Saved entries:

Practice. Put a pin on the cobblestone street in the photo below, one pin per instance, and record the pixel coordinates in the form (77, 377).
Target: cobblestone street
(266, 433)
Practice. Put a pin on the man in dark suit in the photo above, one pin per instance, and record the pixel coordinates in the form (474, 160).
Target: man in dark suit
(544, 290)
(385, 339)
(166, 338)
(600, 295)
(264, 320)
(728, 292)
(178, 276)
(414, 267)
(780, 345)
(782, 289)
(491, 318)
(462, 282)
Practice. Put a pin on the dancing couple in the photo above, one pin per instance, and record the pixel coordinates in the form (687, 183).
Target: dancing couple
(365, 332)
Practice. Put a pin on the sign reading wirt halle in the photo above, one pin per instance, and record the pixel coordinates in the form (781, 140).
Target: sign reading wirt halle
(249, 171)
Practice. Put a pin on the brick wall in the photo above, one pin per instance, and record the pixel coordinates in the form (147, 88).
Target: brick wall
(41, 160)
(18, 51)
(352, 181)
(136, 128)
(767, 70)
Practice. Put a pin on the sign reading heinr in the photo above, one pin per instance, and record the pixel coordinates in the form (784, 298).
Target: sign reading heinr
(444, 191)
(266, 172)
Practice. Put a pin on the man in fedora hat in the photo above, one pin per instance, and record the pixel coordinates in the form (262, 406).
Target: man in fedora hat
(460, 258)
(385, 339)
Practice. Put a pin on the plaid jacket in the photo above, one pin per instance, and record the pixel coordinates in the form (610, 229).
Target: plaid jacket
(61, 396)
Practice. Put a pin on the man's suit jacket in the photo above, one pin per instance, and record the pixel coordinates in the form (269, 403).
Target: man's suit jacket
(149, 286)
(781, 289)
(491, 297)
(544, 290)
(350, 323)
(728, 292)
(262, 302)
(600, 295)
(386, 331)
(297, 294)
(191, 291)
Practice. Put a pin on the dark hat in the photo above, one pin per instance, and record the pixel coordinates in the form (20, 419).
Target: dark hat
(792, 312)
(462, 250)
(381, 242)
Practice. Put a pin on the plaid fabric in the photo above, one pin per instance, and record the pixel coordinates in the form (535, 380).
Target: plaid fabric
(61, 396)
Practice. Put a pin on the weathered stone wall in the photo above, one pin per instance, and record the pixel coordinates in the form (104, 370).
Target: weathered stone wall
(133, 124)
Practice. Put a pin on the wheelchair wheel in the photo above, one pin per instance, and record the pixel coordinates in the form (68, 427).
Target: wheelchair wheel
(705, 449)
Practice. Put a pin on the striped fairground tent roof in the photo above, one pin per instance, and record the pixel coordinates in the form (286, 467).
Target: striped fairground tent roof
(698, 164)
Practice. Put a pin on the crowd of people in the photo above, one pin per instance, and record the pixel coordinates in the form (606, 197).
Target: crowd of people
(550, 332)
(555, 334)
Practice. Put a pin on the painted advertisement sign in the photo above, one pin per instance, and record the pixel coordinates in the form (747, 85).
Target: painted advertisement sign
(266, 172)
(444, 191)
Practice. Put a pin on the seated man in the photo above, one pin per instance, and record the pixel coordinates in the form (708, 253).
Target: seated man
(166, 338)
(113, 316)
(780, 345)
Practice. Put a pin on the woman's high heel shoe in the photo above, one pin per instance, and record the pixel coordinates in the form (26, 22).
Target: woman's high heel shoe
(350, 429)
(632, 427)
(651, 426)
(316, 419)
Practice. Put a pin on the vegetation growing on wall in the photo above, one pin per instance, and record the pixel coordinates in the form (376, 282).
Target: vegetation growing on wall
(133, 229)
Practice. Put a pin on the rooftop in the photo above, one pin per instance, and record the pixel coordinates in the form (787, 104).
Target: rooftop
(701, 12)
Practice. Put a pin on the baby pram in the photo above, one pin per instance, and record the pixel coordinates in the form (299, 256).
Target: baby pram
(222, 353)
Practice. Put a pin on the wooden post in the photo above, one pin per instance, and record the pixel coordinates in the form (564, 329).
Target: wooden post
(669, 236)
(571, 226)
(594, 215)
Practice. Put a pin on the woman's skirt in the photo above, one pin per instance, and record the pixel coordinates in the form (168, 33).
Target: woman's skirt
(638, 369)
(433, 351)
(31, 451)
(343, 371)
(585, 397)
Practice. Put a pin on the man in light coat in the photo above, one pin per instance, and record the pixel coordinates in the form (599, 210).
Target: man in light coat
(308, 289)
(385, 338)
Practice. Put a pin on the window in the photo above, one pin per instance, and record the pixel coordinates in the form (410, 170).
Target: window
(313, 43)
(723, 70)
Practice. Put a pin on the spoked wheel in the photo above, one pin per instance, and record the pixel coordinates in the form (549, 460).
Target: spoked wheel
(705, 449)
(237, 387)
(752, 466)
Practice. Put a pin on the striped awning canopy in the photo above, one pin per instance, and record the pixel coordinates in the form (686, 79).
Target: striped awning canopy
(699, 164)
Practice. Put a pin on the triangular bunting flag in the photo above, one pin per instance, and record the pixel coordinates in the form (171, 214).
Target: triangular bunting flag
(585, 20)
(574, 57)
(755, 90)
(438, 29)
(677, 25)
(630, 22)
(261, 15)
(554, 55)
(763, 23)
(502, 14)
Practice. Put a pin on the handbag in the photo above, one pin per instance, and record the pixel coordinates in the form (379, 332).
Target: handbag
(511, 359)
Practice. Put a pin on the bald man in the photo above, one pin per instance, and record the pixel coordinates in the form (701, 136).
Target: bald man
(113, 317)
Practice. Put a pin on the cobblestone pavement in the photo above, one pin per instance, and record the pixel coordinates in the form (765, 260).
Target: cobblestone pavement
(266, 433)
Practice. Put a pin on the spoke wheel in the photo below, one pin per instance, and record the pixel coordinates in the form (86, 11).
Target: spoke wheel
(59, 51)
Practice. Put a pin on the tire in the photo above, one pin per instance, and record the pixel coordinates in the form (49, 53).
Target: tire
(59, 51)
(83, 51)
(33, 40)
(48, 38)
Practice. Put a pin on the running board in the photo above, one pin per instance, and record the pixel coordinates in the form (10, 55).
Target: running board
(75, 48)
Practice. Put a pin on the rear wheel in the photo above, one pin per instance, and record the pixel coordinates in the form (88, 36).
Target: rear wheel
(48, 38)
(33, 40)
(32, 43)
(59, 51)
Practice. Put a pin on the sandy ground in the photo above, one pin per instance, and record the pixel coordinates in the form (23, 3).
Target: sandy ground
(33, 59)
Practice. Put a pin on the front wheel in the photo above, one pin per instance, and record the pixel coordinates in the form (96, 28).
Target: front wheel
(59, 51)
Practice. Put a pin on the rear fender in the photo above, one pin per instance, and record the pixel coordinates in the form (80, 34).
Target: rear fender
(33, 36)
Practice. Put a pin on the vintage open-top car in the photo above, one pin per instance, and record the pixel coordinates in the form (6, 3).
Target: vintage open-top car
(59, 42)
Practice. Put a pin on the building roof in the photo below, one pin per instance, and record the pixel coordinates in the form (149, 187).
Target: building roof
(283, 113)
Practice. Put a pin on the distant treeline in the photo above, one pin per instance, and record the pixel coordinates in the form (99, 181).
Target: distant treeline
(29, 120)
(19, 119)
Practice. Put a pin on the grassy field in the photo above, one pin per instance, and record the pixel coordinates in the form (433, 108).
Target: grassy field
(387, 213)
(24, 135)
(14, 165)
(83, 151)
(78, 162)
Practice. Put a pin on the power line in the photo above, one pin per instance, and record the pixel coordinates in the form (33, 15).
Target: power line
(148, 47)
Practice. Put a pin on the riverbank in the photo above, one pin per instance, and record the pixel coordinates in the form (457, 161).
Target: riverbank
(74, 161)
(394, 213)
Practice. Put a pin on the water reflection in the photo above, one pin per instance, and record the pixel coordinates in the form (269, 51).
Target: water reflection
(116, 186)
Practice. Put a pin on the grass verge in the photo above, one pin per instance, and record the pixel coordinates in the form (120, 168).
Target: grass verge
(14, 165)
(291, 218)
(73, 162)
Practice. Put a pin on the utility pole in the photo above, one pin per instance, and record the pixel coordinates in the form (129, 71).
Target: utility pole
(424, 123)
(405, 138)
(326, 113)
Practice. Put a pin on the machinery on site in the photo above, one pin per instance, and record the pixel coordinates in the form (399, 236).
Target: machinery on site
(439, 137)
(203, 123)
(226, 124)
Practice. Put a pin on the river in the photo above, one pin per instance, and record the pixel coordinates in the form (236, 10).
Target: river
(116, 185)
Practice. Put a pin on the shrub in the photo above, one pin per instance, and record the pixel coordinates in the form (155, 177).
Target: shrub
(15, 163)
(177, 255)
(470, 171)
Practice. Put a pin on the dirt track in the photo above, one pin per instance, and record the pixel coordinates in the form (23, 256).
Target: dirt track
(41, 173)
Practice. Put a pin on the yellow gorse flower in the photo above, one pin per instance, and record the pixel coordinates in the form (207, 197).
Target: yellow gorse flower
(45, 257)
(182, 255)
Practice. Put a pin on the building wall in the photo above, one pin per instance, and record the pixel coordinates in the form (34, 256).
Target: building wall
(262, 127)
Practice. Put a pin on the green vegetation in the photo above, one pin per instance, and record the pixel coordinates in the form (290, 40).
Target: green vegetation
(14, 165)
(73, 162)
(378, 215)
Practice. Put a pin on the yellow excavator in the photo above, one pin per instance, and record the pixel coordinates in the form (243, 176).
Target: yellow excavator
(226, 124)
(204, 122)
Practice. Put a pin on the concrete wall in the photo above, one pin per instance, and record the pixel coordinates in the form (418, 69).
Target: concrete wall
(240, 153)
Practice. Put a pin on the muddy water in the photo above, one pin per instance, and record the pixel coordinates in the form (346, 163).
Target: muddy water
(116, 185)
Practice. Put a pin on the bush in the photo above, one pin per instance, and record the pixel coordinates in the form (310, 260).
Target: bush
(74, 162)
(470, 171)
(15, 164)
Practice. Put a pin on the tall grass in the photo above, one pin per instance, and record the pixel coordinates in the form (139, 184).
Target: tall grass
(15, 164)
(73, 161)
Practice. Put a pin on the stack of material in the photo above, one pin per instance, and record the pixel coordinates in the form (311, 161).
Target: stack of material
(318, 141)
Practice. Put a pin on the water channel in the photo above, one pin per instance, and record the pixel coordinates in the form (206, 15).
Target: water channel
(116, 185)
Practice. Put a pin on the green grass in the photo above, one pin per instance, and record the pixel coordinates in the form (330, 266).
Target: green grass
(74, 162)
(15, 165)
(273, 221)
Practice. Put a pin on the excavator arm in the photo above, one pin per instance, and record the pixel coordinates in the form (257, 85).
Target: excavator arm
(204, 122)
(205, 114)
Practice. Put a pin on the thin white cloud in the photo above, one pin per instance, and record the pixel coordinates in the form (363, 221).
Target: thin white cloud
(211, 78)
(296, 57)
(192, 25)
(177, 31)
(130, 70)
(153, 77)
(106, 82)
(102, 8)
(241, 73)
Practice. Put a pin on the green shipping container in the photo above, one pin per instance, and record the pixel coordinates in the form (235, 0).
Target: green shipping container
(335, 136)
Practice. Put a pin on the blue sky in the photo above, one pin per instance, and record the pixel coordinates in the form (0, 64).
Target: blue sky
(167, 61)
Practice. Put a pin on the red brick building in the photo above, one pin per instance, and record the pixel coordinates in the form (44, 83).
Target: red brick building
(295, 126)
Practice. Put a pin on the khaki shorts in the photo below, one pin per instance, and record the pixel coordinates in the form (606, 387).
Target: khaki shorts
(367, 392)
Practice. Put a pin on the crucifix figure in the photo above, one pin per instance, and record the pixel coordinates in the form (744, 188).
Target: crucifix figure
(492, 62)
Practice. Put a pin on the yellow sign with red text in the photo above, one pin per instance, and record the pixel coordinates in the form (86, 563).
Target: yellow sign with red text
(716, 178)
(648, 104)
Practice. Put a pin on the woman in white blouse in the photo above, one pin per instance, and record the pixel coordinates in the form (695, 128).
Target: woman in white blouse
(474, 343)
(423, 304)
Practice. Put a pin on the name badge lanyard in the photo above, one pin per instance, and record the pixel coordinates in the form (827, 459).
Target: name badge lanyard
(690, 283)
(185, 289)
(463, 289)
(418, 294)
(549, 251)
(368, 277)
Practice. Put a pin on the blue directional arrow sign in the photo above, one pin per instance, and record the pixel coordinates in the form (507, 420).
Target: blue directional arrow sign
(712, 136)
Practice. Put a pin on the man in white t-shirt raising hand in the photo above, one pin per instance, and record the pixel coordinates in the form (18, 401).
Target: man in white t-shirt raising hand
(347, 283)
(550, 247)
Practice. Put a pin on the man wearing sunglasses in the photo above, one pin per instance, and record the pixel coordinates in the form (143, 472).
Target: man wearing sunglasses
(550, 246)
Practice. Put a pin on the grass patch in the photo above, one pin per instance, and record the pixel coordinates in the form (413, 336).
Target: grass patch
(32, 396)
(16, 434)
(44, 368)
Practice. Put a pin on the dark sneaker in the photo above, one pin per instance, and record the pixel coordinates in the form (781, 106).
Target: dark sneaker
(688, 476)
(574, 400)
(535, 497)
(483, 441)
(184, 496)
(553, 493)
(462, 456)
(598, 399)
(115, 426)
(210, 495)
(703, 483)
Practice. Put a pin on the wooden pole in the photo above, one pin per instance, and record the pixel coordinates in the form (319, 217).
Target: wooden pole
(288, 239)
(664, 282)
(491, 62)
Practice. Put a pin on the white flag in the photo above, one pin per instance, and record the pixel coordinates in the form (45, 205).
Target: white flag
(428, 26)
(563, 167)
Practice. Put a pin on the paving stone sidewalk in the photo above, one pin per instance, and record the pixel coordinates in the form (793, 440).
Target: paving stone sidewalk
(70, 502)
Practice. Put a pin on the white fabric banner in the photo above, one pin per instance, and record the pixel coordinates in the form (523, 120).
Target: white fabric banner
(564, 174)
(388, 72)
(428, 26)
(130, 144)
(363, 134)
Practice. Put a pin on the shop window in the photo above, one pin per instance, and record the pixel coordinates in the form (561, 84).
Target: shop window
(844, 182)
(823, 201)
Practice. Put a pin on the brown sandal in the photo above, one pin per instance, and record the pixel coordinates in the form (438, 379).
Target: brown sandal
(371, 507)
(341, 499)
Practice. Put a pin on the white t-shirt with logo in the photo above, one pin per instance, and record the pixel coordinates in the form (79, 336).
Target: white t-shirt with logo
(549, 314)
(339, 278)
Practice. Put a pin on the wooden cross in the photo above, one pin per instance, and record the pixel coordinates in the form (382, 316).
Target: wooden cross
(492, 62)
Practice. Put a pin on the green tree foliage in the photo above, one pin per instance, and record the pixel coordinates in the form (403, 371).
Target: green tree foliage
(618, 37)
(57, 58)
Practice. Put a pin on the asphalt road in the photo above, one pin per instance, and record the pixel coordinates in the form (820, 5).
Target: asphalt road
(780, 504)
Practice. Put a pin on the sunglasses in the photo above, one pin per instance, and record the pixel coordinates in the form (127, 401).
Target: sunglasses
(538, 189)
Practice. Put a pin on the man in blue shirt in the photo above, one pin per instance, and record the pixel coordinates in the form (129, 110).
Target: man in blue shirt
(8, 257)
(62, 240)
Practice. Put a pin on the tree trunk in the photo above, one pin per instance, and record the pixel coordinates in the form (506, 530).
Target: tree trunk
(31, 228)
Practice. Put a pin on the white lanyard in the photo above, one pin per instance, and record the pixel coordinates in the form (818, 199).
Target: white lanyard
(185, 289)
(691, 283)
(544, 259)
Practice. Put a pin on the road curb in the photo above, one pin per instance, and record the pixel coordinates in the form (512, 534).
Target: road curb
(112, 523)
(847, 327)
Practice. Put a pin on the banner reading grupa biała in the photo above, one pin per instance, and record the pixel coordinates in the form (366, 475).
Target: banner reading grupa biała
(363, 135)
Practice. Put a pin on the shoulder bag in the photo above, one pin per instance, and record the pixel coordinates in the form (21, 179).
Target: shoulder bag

◆ Task:
Working from the data above, extract solely the lines from the one containing "Target: man in blue shirt" through the one containing "Practice. Put a pin on the white lanyard", exactly as they appear, both included.

◆ Task output:
Target: man in blue shirt
(8, 257)
(62, 240)
Practice. Put a pin on the tree trunk in the photo above, one pin per instance, and record the pixel coordinates in the form (506, 530).
Target: tree trunk
(31, 228)
Practice. Put a pin on the white lanyard in the photo above, one pin per instance, and record the pixel coordinates in the form (818, 199).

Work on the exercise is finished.